### Provided passage
By Kasey Challenger, age 20
When I started sixth form, I was struggling with insecurity about what I wanted to do when I left. I had a rough idea that I wanted to study psychology at university but I was unsure where this would put me in a few years’ time. When I started my journey with YOPEY, I couldn’t see myself in a career working with the elderly because of my misconceptions and prejudices that made me wary about care homes. But I decided to put my prejudices to one side and volunteer in a care home near my college as a YOPEY Befriender.
After training by YOPEY founder Tony Gearing, mainly about how to relate to people living with dementia, I spent the first few visits feeling nervous and worried. However, I soon found the residents to be as kind and fun-loving as anyone else. I started to gear my interest in music therapy towards the elderly. After a visit from a chair-exercise practitioner who used music as a way to get the residents moving and smiling, the air in the room seemed lighter. It honestly felt like magic.
The photo above is from one of these ‘magic’ sessions. I am the YOPEY Befriender in the background with the short blonde hair and waving a bright red pompom.
After completely my A-levels, I went to university to study psychology, but felt the human connection that I had so enjoyed at the care home was missing. As a result, I decided to take a year out and get a job instead. I found a position covering maternity leave for a well-being and activities coordinator in another care home for the elderly. The experience I had had with YOPEY meant that connecting with and getting to know the residents initially was a lot more chilled. I could draw on my first experience and be mindful of what goes down well and what to avoid.
In this role, I was able to bring music into the care home and provide the same magic for more and more people. As well as providing countless art and craft projects, movie days, bingo, exercise and yoga, group games and quizzes, and — perhaps my favourite and most rewarding part of the job — one-to-one chats and life story work. Both myself and the residents would look forward to our chats as, occasionally, I would be the only genuine human interaction they would have on that day.
The residents of my care home enjoyed the quizzes and word games sent in by talented YOPEY Befrienders, who were volunteering virtually during the pandemic. One resident found a lasting friend in her YOPEY penpal and looks forward to continuing that friendship by sending and receiving letters regularly.
I recently finished my maternity cover job at the care home and I plan to resume my psychology degree. This time I am more mature and have lasting memories and a passion for elderly care. I hope that when I’ve finished my course, I will come back to care and continue to improve myself and the lives of the elderly, which really are transformed by the small, kind things that young people do.

### Data extract
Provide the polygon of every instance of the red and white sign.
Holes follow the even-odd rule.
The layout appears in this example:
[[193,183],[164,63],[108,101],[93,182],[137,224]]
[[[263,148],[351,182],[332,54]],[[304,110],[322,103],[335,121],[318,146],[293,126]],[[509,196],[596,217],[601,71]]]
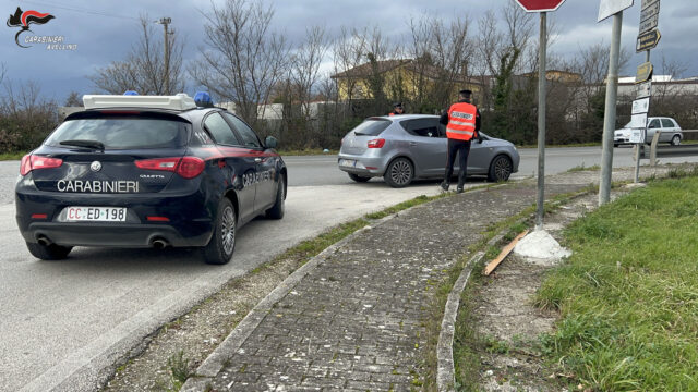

### How to complete this task
Please state what position the writer took during the year out from university, according to the account of volunteering with YOPEY.

### Solution
The writer covered maternity leave for a well-being and activities coordinator in another care home for the elderly.